Task details. Rewrite the part of the entries that opens with the line containing "Where can you spot the wooden" and runs through the end of the entries, keeping the requests in place. Offset every coordinate in the answers by adding 89 to each number.
┌─ Input data
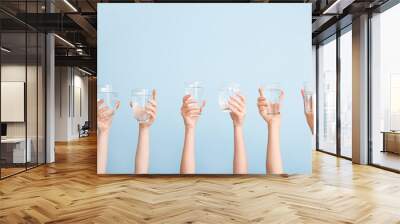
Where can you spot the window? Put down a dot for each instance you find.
(385, 89)
(346, 93)
(327, 96)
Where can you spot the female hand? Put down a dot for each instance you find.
(237, 106)
(191, 111)
(105, 115)
(264, 106)
(308, 114)
(151, 110)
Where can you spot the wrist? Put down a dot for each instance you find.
(143, 127)
(238, 126)
(189, 128)
(103, 133)
(274, 124)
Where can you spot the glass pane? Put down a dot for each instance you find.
(13, 87)
(346, 93)
(31, 100)
(327, 97)
(386, 89)
(41, 99)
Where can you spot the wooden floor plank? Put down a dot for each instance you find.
(70, 191)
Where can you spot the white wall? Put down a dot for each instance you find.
(70, 83)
└─
The answer.
Where can you spot the wooden floor plank? Put down a dot for each instance you find.
(159, 280)
Where can you spot the white wall? Put down a dot for each instance you find.
(159, 172)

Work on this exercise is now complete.